Saved data entries:
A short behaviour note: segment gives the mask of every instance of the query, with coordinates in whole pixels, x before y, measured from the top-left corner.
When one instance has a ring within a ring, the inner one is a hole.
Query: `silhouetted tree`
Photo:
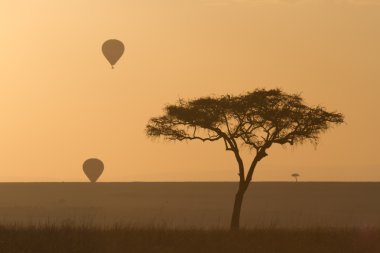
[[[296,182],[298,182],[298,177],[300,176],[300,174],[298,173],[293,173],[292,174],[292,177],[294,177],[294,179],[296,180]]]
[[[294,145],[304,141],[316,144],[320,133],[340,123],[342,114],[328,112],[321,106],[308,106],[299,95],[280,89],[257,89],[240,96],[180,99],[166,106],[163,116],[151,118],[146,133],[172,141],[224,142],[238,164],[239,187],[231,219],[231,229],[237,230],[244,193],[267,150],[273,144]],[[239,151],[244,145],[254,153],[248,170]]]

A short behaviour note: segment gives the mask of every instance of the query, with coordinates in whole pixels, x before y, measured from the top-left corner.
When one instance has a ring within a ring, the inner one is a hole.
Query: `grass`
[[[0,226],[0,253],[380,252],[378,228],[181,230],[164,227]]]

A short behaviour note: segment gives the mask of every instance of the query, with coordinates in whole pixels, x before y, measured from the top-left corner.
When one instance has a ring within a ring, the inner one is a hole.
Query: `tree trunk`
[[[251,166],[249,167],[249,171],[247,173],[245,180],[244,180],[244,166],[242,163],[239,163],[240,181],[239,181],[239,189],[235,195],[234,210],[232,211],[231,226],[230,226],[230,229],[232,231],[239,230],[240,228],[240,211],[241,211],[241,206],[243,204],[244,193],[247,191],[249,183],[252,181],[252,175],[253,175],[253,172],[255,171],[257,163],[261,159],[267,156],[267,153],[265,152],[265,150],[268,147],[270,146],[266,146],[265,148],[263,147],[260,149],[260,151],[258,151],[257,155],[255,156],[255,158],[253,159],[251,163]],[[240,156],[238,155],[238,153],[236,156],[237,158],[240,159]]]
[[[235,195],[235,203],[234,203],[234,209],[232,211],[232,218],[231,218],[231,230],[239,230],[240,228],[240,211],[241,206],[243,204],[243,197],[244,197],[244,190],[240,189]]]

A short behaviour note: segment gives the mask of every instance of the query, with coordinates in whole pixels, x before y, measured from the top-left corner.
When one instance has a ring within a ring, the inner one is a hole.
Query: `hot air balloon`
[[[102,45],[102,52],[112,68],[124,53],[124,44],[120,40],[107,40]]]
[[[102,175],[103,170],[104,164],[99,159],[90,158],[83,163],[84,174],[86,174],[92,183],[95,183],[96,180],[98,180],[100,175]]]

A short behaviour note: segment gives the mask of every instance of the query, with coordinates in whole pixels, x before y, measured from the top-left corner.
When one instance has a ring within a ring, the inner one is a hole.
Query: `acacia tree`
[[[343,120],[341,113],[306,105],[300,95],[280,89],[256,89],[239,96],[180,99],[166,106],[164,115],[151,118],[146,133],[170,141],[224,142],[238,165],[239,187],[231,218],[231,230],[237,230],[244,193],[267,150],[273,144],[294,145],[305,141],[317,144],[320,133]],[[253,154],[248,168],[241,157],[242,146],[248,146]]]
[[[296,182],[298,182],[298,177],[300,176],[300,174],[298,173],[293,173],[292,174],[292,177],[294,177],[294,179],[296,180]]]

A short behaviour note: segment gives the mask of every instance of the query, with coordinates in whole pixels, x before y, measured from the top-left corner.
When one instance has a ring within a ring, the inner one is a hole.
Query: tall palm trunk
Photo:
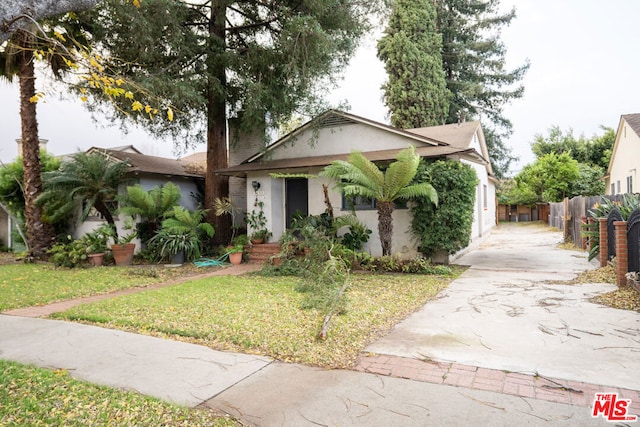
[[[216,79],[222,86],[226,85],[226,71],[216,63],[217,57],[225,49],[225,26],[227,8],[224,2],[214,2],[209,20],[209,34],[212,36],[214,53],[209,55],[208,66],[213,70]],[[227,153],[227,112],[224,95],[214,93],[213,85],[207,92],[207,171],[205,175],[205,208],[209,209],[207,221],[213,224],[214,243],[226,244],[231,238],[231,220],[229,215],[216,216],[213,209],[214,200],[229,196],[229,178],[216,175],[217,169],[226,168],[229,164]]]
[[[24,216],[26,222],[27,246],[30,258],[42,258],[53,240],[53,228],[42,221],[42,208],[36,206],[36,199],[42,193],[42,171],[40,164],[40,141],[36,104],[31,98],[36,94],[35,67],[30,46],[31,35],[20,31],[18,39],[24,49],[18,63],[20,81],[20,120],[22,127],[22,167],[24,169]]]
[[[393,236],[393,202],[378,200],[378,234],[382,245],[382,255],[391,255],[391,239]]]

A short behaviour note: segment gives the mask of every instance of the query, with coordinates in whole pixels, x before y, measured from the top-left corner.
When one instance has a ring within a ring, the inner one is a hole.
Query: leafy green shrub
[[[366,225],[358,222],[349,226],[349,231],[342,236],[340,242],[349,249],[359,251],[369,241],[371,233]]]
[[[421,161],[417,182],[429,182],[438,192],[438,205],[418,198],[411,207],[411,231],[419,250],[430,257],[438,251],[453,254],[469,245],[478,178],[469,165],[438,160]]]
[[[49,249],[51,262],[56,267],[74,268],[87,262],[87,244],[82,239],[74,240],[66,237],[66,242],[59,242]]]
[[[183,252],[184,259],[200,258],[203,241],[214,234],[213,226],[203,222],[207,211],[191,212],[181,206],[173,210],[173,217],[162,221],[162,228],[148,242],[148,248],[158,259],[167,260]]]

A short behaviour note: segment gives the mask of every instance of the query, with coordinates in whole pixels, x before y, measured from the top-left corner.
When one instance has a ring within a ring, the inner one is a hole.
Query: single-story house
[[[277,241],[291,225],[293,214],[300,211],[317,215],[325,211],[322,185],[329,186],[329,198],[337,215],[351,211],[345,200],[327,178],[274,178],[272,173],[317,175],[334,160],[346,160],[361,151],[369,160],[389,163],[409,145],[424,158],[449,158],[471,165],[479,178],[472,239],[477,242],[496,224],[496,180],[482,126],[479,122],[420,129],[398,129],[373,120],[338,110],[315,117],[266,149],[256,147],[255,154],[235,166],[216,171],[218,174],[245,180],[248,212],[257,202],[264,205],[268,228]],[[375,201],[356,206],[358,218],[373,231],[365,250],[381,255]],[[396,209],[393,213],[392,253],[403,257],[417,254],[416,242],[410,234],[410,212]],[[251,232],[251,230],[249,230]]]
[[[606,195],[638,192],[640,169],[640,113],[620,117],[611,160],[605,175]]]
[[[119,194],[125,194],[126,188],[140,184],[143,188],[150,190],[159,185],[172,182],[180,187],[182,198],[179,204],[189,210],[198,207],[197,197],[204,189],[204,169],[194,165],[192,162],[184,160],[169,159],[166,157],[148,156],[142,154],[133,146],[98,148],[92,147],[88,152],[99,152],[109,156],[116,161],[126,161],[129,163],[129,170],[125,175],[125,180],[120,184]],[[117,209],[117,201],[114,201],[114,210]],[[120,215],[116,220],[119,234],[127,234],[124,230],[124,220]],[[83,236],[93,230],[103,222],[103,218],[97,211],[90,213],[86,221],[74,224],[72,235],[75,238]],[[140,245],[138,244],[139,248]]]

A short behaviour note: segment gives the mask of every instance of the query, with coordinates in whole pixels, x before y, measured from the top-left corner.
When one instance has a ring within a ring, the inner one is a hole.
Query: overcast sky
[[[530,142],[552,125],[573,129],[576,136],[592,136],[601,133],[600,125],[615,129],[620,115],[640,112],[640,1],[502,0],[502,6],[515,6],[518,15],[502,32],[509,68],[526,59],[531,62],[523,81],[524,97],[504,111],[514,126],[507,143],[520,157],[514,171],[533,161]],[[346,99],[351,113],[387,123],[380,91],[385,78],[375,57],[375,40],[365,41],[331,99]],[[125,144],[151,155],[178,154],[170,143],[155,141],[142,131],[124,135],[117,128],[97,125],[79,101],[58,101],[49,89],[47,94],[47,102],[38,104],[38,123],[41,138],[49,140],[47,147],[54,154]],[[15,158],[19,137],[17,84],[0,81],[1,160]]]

→ To do:
Be exact. Write out all the entries and omit the pictures.

→ Task result:
A short behaviour note: segment gives the mask of every instance of the query, with coordinates in whole pixels, x before y, measured from the top-left corner.
When one instance has a ring within a ring, the inner one is a hole.
Query: `silhouetted tree`
Photo:
[[[296,182],[298,182],[298,177],[300,176],[300,174],[298,173],[293,173],[292,174],[292,177],[294,177],[294,179],[296,180]]]
[[[294,145],[304,141],[316,144],[320,133],[340,123],[342,114],[328,112],[321,106],[308,106],[299,95],[280,89],[257,89],[240,96],[180,99],[166,106],[163,116],[151,118],[146,133],[172,141],[224,142],[238,164],[239,187],[231,219],[231,229],[237,230],[244,193],[267,150],[273,144]],[[239,151],[244,145],[254,153],[248,170]]]

A short behaviour note: segment gives the mask of every instance of the query, with coordinates in whole pixels, x before y, measured from the top-left corner.
When one instance has a ring within a ring, the inner one is a hole.
Query: `grass`
[[[0,226],[0,253],[380,252],[378,228],[181,230],[164,227]]]

A short behaviour note: segment gives the mask of every instance of the query, with coordinates in whole pixels, x before y, measured from the top-left corner.
When one instance has a ring within a ring, the inner one is a hole.
Query: `tree trunk`
[[[251,166],[249,167],[249,171],[247,173],[245,180],[244,180],[244,166],[242,163],[239,163],[240,181],[239,181],[239,189],[235,195],[234,210],[232,211],[231,226],[230,226],[230,229],[232,231],[239,230],[240,228],[240,211],[241,211],[241,206],[243,204],[244,193],[247,191],[249,183],[252,181],[252,175],[253,175],[253,172],[255,171],[257,163],[261,159],[267,156],[267,153],[265,152],[265,150],[268,147],[270,146],[266,146],[265,148],[263,147],[260,149],[260,151],[258,151],[257,155],[255,156],[255,158],[253,159],[251,163]],[[240,156],[238,155],[238,153],[236,156],[237,158],[240,159]]]
[[[235,195],[235,203],[234,203],[234,209],[232,211],[232,218],[231,218],[231,230],[239,230],[240,228],[240,211],[241,206],[243,204],[243,197],[244,197],[244,190],[240,189]]]

A short behaviour note: segment gives the mask of every instance of the query, with coordinates in whole pixels, x before y, measured from the top-left corner.
When one instance has a ring within a ring, the inner one is a hole.
Query: `hot air balloon`
[[[102,45],[102,52],[112,68],[124,53],[124,44],[120,40],[107,40]]]
[[[102,175],[103,170],[104,164],[99,159],[90,158],[83,163],[84,174],[86,174],[92,183],[95,183],[96,180],[98,180],[100,175]]]

A short behaviour note: segment gives the mask of every instance of the query, with coordinates in whole pixels, x before y, measured from the top-left corner.
When one instance has a ring within a ring, the inner one is a hole.
Query: `acacia tree`
[[[343,120],[341,113],[306,105],[300,95],[280,89],[256,89],[239,96],[180,99],[166,106],[164,115],[151,118],[146,133],[170,141],[224,142],[238,165],[239,187],[231,218],[231,230],[237,230],[244,193],[267,150],[273,144],[294,145],[305,141],[317,144],[320,133]],[[253,154],[248,168],[241,157],[242,146],[248,146]]]
[[[296,182],[298,182],[298,177],[300,176],[300,174],[298,173],[293,173],[292,174],[292,177],[294,177],[294,179],[296,180]]]

A short behaviour note: segment gives the mask of every instance of the query, with coordinates in whole pixels, x before y, measured from the top-left corner.
When one instance has a ring within a ring, the inner one is a hole.
Query: tall palm trunk
Photo:
[[[216,79],[222,86],[226,85],[226,71],[216,63],[217,57],[225,49],[225,26],[227,8],[224,2],[214,2],[209,20],[209,34],[212,36],[214,53],[209,55],[208,66],[213,70]],[[227,153],[227,112],[224,95],[214,93],[213,85],[207,92],[207,171],[205,175],[205,208],[209,209],[207,221],[213,224],[214,243],[226,244],[231,238],[231,220],[229,215],[216,216],[213,209],[214,200],[229,196],[229,178],[216,175],[217,169],[226,168],[229,164]]]
[[[24,216],[26,222],[27,246],[30,258],[42,258],[53,240],[53,228],[42,221],[42,208],[36,206],[36,199],[42,193],[42,171],[40,164],[40,141],[36,104],[31,98],[36,94],[35,67],[30,46],[31,35],[20,31],[18,39],[24,49],[18,63],[20,81],[20,120],[22,127],[22,167],[24,169]]]
[[[393,236],[393,202],[378,200],[378,234],[382,245],[382,255],[391,255],[391,239]]]

A short behaviour note: segment gives the mask of every instance of the query, with coordinates in whole pixels, x before y, measured from the top-left corner.
When one instance has a ring within a ring, the inner one is a hole.
Query: leafy green shrub
[[[366,225],[358,222],[349,226],[349,231],[342,236],[340,242],[349,249],[359,251],[369,241],[371,233]]]
[[[421,161],[417,182],[429,182],[438,192],[438,205],[418,198],[411,207],[411,231],[419,250],[430,257],[438,251],[453,254],[469,245],[478,178],[469,165],[438,160]]]
[[[49,249],[51,262],[56,267],[74,268],[87,262],[87,244],[82,239],[74,240],[66,237],[66,242],[59,242]]]
[[[183,252],[184,259],[200,258],[203,241],[214,234],[213,226],[203,222],[207,211],[191,212],[181,206],[173,210],[173,217],[162,221],[162,228],[148,242],[148,248],[158,259],[167,260]]]

A short behaviour note: segment gives the mask of every instance of the query, with coordinates in whole pixels, x before y, measured from the top-left corner.
When one instance has a ring within a ring, the inner one is a hole.
Query: single-story house
[[[277,241],[291,225],[293,214],[300,211],[317,215],[325,211],[322,185],[329,186],[329,198],[337,215],[351,211],[345,200],[327,178],[274,178],[272,173],[317,175],[334,160],[346,160],[361,151],[369,160],[389,163],[409,145],[424,158],[449,158],[471,165],[479,178],[472,239],[477,242],[496,224],[496,180],[482,126],[479,122],[420,129],[398,129],[373,120],[338,110],[315,117],[266,149],[256,147],[255,154],[235,166],[216,171],[218,174],[245,180],[248,212],[257,202],[264,205],[268,228]],[[375,201],[356,206],[358,218],[373,231],[365,250],[381,255]],[[396,209],[393,213],[392,253],[403,257],[417,254],[416,242],[410,234],[410,212]],[[251,232],[251,230],[249,230]]]
[[[606,195],[638,192],[640,169],[640,113],[620,117],[611,160],[605,175]]]
[[[119,194],[125,194],[126,188],[140,184],[143,188],[150,190],[159,185],[172,182],[180,187],[182,198],[179,204],[189,210],[198,207],[197,197],[204,189],[204,169],[194,165],[192,162],[184,160],[169,159],[166,157],[148,156],[142,154],[133,146],[98,148],[92,147],[88,152],[99,152],[109,156],[116,161],[126,161],[129,163],[129,170],[125,175],[125,180],[120,184]],[[117,209],[117,201],[114,201],[114,210]],[[120,215],[116,220],[119,234],[127,234],[124,230],[124,220]],[[83,236],[93,230],[103,222],[103,218],[97,211],[90,213],[86,221],[74,224],[72,235],[75,238]],[[140,245],[138,244],[139,248]]]

A short behaviour note: segment gives the mask of every instance of the query, with coordinates in whole pixels, x before y, measured from the top-left corner.
When one instance has a ring within a ring, the inner one is a hole.
Query: overcast sky
[[[530,142],[552,125],[573,129],[576,136],[592,136],[601,133],[600,125],[615,129],[620,115],[640,112],[640,1],[502,0],[502,6],[515,6],[518,15],[502,32],[509,68],[526,59],[531,62],[523,81],[524,97],[504,111],[514,126],[507,143],[520,157],[514,171],[533,161]],[[346,99],[351,113],[387,123],[380,91],[385,78],[375,57],[375,40],[365,41],[331,99]],[[125,144],[151,155],[178,154],[170,143],[155,141],[142,131],[124,135],[117,128],[97,125],[79,101],[58,101],[49,89],[47,94],[47,102],[38,104],[38,123],[41,138],[49,140],[47,147],[54,154]],[[15,158],[19,137],[17,84],[0,81],[1,160]]]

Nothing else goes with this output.